• **Required action**: Only text is carried over. Reproduce the entries below exactly.

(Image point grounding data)
****************************************

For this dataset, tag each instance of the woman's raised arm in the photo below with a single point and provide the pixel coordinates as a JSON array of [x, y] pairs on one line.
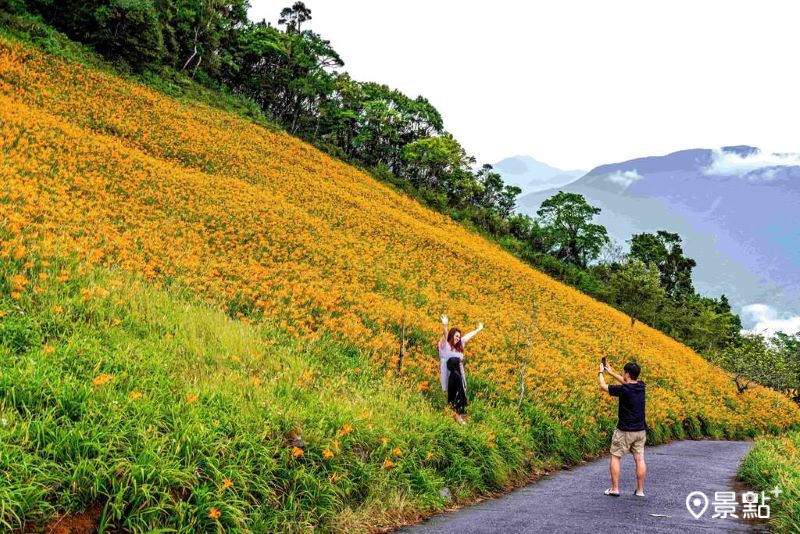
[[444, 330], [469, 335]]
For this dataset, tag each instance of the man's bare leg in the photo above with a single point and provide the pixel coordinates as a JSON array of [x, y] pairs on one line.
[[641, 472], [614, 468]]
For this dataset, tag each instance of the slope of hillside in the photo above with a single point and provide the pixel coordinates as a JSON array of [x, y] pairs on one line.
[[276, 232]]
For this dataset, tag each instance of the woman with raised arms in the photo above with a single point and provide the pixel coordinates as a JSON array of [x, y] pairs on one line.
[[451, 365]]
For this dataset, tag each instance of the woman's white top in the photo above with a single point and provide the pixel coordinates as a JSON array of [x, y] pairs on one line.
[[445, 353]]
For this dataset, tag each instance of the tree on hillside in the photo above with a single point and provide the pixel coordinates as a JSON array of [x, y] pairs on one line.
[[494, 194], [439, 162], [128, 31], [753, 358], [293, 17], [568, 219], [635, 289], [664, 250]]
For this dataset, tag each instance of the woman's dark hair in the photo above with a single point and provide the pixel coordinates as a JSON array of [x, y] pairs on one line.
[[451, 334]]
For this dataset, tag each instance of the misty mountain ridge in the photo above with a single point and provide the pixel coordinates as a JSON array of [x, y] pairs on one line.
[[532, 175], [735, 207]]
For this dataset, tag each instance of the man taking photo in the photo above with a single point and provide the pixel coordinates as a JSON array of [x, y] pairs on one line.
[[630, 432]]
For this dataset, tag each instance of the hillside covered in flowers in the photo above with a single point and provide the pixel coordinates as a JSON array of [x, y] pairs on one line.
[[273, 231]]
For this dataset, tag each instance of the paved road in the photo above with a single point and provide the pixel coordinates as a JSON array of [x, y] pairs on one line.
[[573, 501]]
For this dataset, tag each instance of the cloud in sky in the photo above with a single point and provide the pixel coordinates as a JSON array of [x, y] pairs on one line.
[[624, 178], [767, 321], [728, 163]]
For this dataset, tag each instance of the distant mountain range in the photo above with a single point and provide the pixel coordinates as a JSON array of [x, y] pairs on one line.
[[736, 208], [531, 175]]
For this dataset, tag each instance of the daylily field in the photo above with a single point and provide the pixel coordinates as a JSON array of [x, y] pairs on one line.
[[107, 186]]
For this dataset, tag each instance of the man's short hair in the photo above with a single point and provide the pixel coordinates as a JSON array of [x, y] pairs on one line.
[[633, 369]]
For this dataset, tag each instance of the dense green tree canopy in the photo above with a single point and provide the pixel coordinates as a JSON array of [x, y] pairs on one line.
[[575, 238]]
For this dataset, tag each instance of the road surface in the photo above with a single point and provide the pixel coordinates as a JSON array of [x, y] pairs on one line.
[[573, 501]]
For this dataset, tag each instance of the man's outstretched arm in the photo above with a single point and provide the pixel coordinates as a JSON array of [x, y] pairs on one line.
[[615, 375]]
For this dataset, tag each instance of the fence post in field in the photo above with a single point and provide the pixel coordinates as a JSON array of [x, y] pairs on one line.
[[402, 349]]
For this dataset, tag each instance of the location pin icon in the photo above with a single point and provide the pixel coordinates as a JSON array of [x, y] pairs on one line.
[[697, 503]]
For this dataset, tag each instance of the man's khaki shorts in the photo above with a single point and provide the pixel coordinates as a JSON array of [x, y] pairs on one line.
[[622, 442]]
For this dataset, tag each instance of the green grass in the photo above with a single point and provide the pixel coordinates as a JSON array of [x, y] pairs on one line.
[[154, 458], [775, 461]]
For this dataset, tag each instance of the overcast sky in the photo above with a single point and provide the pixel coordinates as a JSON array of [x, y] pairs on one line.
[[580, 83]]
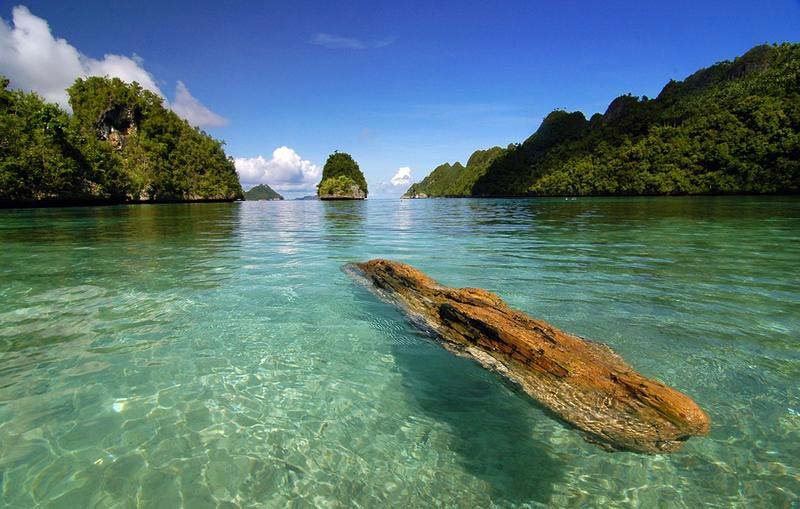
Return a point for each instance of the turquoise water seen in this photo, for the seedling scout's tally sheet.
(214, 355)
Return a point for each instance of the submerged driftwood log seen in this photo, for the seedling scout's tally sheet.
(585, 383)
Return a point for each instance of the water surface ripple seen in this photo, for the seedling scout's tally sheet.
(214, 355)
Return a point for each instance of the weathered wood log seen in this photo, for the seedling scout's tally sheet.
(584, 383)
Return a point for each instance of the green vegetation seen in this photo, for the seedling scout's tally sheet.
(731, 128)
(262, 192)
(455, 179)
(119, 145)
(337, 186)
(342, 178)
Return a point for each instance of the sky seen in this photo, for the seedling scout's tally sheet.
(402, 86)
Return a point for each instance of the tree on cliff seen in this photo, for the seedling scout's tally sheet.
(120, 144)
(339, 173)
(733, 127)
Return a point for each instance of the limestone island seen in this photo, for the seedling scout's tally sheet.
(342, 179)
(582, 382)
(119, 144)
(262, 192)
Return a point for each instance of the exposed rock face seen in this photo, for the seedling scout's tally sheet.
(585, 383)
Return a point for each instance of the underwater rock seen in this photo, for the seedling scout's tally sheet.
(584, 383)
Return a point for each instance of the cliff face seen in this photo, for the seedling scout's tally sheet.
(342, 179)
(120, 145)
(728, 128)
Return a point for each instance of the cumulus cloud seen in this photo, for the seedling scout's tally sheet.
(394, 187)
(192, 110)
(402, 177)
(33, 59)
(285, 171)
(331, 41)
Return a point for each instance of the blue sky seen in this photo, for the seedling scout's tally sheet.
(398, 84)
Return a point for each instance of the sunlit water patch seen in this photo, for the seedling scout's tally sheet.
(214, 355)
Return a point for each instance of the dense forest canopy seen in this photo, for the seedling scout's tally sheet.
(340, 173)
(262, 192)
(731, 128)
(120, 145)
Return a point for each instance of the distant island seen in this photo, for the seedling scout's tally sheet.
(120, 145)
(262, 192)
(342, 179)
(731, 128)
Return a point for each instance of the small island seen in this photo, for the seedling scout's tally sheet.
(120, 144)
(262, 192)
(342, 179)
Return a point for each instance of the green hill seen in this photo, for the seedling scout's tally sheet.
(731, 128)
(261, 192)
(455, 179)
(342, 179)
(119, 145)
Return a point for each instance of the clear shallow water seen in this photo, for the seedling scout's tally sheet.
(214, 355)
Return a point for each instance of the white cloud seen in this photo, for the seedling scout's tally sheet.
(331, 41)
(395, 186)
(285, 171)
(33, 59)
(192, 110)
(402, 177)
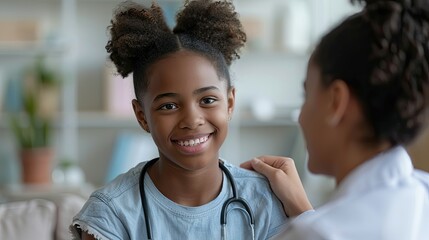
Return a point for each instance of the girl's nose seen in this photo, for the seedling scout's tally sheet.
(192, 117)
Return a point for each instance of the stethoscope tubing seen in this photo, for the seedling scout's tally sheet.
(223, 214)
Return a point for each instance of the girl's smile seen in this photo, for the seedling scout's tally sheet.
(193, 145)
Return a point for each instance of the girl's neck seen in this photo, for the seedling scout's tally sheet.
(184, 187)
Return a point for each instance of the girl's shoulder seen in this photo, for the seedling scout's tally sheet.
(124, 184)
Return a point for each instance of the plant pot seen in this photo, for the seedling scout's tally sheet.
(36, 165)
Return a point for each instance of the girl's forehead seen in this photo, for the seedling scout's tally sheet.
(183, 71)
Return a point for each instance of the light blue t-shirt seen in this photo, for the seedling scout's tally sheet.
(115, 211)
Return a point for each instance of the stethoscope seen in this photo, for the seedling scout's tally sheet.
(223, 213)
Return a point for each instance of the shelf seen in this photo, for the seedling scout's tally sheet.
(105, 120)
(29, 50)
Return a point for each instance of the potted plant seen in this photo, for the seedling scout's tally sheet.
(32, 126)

****************************************

• **Output for this task**:
For this dataset, tag each instance of the woman's raised arm in the photo below with a single point and provide the pixel coordinates as a JSON array of [x, y] pairs on one line.
[[444, 330], [469, 335]]
For this dataset, tag each instance of the man's bare leg in the photo above with a single point and provide the pixel coordinates as a JSON array of [x, y] pairs on one line.
[[641, 472], [614, 468]]
For this dataset, tag each instance of the slope of hillside in the photo above with a single point and provide the pixel coordinates as a JSON array of [x, y] pairs on one line.
[[276, 232]]
For this dataset, tag each instance of the woman with raised arms in the photo above with a single point and provide the pixel coordinates as a JSON array of [x, y] pairs on one line.
[[451, 365]]
For this dataset, tag each instance of the woman's white top in the photo above with a single point and provide the pixel coordinates as a JSON array of [x, y] pairs on one line.
[[445, 353]]
For this dataset, tag each instance of the tree on hillside in the photo above with a single point and provide the pixel coordinates as a JSON array of [x, y] pairs on one line.
[[494, 194], [439, 162], [128, 31], [753, 358], [293, 17], [568, 219], [635, 289], [664, 250]]
For this dataset, tag each instance of the woman's dark hair in the photo above with a single point and provide the pixel coordinates as a JSON array of [x, y] pairs on one line.
[[451, 334]]
For this dataset, tag each instance of the misty mountain ridge in the photo above with a single point and provide the pixel coordinates as a JSON array of [x, y] pairs on one line.
[[532, 175], [735, 207]]
For this dataset, tag each instance of the man taking photo in the photo above with a single point and provide the pixel coordinates as a JSON array of [x, y] pairs on one line.
[[630, 432]]
For this dataset, tag each instance of the hillside covered in flowers in the photo above with a single point and provide the pixel coordinates as a JSON array of [x, y] pairs on one line.
[[273, 231]]
For this dataset, tag each instance of the paved road in the photo above with a single point and provide the pixel coordinates as a JSON array of [x, y] pairs on one line.
[[573, 501]]
For this dataset, tag each instance of the cloud in sky in the photo above with a single point and provide the pixel coordinates as a JSON array of [x, y] pairs on one line.
[[624, 178], [767, 321], [728, 163]]
For this dataset, tag each instance of the distant mountain range in the photo above with a single point and provide the pixel coordinates as a JSON array of [x, y] pairs on one line.
[[736, 208], [531, 175]]
For this dataset, tag each instance of the daylily field in the photo above with a single point and provide the pixel coordinates as a JSON array of [x, y] pairs on one line.
[[107, 186]]
For this dataset, tag each instance of the man's short hair in the photo above with a single point and provide the pixel coordinates as a JSON array of [x, y] pairs on one line.
[[633, 369]]
For this dataset, tag each instance of the dense green tree canopy in the photo above with a single point and provide the pixel coordinates as a JSON array of [x, y] pairs on one line.
[[575, 238]]
For this dataset, tag each instance of the road surface in the photo above with a single point and provide the pixel coordinates as a JSON array of [x, y] pairs on one line.
[[573, 501]]
For this dataset, tag each instance of the man's outstretched arm in the photo above with a single point and provide the pixel coordinates as a JSON array of [x, y] pairs on one line.
[[615, 375]]
For this dataset, tag each instance of the fence post in field in the photo above with a single point and provide the pixel coordinates as a JSON array of [x, y] pairs on one line.
[[402, 349]]
For this dataset, tag each instance of the location pin icon in the photo above with a single point and provide the pixel coordinates as a JSON array of [x, y] pairs on one line.
[[697, 503]]
For this dataset, tag each instance of the man's khaki shorts in the photo above with a single point and provide the pixel coordinates as a JSON array of [x, y] pairs on one line.
[[622, 442]]
For this dataset, tag each instance of the green grass in the photo above with a single point and provide the pixel coordinates as a JSON array of [x, y] pairs on one line.
[[154, 458], [775, 461]]
For this dataset, tag each instance of the overcast sky in the photo above with a single point and provide the pixel coordinates as a JSON array of [x, y] pairs on one line.
[[580, 83]]
Return a point for each instance of the turquoise water seen in this photo, for the seedling scout's tally sheet.
(214, 355)
Return a point for each instance of the submerged driftwood log seen in this photo, for the seedling scout's tally sheet.
(585, 383)
Return a point for each instance of the water surface ripple seen in this photo, for the seedling scout's tally sheet.
(214, 355)
Return a point for each instance of the weathered wood log seen in this photo, for the seedling scout's tally sheet.
(584, 383)
Return a point for each instance of the green vegetation seen in this photo, for the seedling scout's tally sheet.
(731, 128)
(262, 192)
(455, 179)
(119, 145)
(337, 186)
(342, 178)
Return a point for each instance of the sky seen in this photo, for the seedling scout's tally sheet.
(402, 86)
Return a point for each instance of the tree on cliff seen in this photo, for the seedling scout's tally sheet.
(120, 144)
(339, 173)
(733, 127)
Return a point for each instance of the limestone island seen in this photo, for the seedling scout's tally sheet.
(342, 179)
(582, 382)
(119, 144)
(262, 192)
Return a point for each instance of the exposed rock face seen in this photo, for the seedling scout's tally sheet.
(585, 383)
Return a point for each instance of the underwater rock seen in this photo, for the seedling scout's tally sheet.
(584, 383)
Return a point for each instance of the cliff face seen in this photo, for the seedling scout's tally sheet.
(342, 179)
(120, 145)
(728, 128)
Return a point for each instance of the cumulus cloud seen in this photo, for the seedling scout's tally sheet.
(394, 187)
(192, 110)
(402, 177)
(33, 59)
(285, 171)
(331, 41)
Return a point for each instance of the blue sky seen in this photo, for the seedling scout's tally sheet.
(398, 84)
Return a point for each instance of the sunlit water patch seen in this photo, for the seedling scout's tally sheet.
(214, 355)
Return a point for each instance of the dense forest canopy seen in this photo, for the seedling scout's tally sheet.
(340, 173)
(262, 192)
(731, 128)
(120, 145)
Return a point for each instance of the distant island seen in this photo, for the seedling scout's tally sheet.
(120, 145)
(262, 192)
(342, 179)
(731, 128)
Return a point for each instance of the small island seen in this photo, for the seedling scout's tally sheet.
(120, 144)
(262, 192)
(342, 179)
Return a point for each instance of the green hill seen in this photo, for the seedling scout's tally sheet.
(731, 128)
(261, 192)
(455, 179)
(342, 179)
(119, 145)
Return a point for each instance of the clear shallow water seen in this photo, for the seedling scout's tally sheet.
(214, 355)
Return a point for each instance of the white cloud seen in this photo, for the seedling scout's tally sheet.
(331, 41)
(395, 186)
(285, 171)
(33, 59)
(192, 110)
(402, 177)
Return a point for each instance of the girl's nose seen in this photo, for the seedling scout's tally sheet.
(192, 117)
Return a point for each instance of the stethoscope tubing seen in this photo, for the seedling scout's tally sheet.
(223, 214)
Return a point for each instance of the girl's smile seen in this photo, for the seedling scout's tally sheet.
(193, 145)
Return a point for each instance of the girl's neck seen in this photo, for the seedling scout's tally sheet.
(184, 187)
Return a point for each instance of the girl's shoulder seen in this photo, for the seedling scout's tally sheet.
(124, 184)
Return a point for each instance of the plant pot seen in this photo, for the seedling scout's tally sheet.
(36, 165)
Return a point for each instance of the girl's forehead seen in this photo, for the seedling scout's tally sheet.
(183, 71)
Return a point for each instance of the light blue t-shirt seen in this photo, for the seedling scout's tally sheet.
(115, 211)
Return a point for each instance of the stethoscope seen in this photo, for the seedling scout's tally sheet.
(223, 213)
Return a point for each instance of the shelf seen in this photo, for the seedling scout's tally sheet.
(105, 120)
(29, 50)
Return a point for each instance of the potted plant seen in this photo, for the seedling scout's tally sheet.
(32, 126)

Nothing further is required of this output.